» **Texto mostrado**
___

Un viejo amigo poeta me dijo alguna vez que si escaseaba la creatividad, había llegado momento de ir a una peluquería, porque allí se pueden sacar las mejores historias. Yo, que escapo siempre que puedo de las barberías, recuerdo haber reído y contestado que prefería mil veces sentarme a solas en un bar de dos centavos antes que ir donde el peluquero voluntariamente. No sabía que años más tarde le daría la razón.

Era lunes ocho de diciembre, Día de la Inmaculada Concepción y en Italia como en otros países, era feriado. A pesar de la fecha religiosa, mi cuerpo se entregó a una placentera y mundana ociosidad. Un lunes no laborable se siente como una infeliz extensión del domingo, aún quizás más aburrido. Pero yo lo disfruté tanto moviéndome al ritmo de un caracol que olvidé por completo que el martes por la mañana tenía una importante reunión de trabajo. Tantas veces había sido pospuesta que hice lo mismo con el día programado para cortarme el pelo. Si, lo debo poner en agenda porque como ya he referido, odio ir al peluquero. El pensar que debo estar sentado mirándome al espejo mientras el encargado de retocar mi pelaje va ensayando en vano conversaciones triviales, me desanima en lo absoluto. Seguramente tendrá aspectos buenos que me estoy perdiendo pero no he hecho el mínimo esfuerzo por averiguar cuáles pueden ser.

___

» **Datos registrados**
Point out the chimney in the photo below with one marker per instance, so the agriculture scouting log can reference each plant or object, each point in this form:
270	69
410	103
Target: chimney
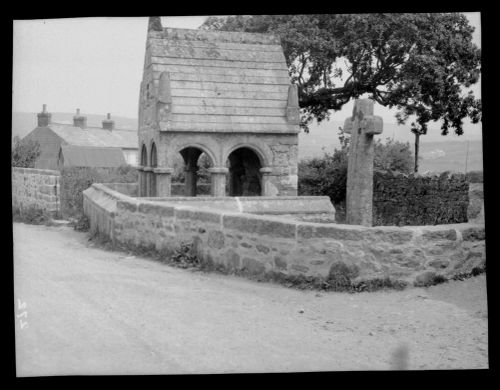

___

» **Ejercicio breve**
Prosigue el relato sobre el feriado y la peluquería a partir del punto en que se detiene. Las líneas registradas no hacen falta para este ejercicio.

» **Resultado obtenido**
Al ser feriado mis posibilidades de encontrar un negocio abierto eran casi nulas, sin embargo el temor de causar una mala impresión con los clientes que finalmente nos visitarían hizo que me apresurara a recorrer las cercanías de mi casa en busca de un experto con las tijeras que pudiera salvarme. Luego de cuarenta minutos, con las manos frías y los pies cansados, estaba por darme por vencido cuando a pocos metros divisé un cartelito mostrando la mágica palabra “Parrucchiere” e iluminado por luces de neón. Era imposible que un italiano abriera su local un día feriado, si apenas lo hace en días normales imaginemos cuando el calendario indica festivo. Descubrí entonces que era una peluquería de chinos. Encantado con el espíritu emprendedor de estos incansables ciudadanos orientales e ignorando las advertencias de mi novia de evitar a estos maestros de los mil oficios y el low-cost, decidí entrar.

Estaban atendiendo a una chica, cosa que me tranquilizó, las mujeres tienen más cuidado con su cabellera y no la dejarían en manos de cualquiera. El más joven de los peluqueros que ahí estaban se acercó a mí y me invitó amablemente a sentarme en una de las sillas disponibles. Sin preguntarme cómo quería el corte, se puso de inmediato a trabajar. En un dos por tres me encontré cubierto con un delantal rojo cual camisa de fuerza y al joven chino, cuyo peinado parecía una caricatura, encima de mi cabeza armado con tijeras y peine. Temiendo terminar igual o peor que él, le pedí que me hiciera sólo un corte simple, sin nada de extravagancias. Descubrí que no entendía casi nada de italiano así que traté de arreglármelas con señas. Hizo una pausa y cuando terminé de explicarle retomó rapidísimo su faena. Bendito sea el lenguaje universal de los gestos, pensé. La tranquilidad me duró lo que el chinito demoró en quitarme la bata diciendo de pronto que había terminado.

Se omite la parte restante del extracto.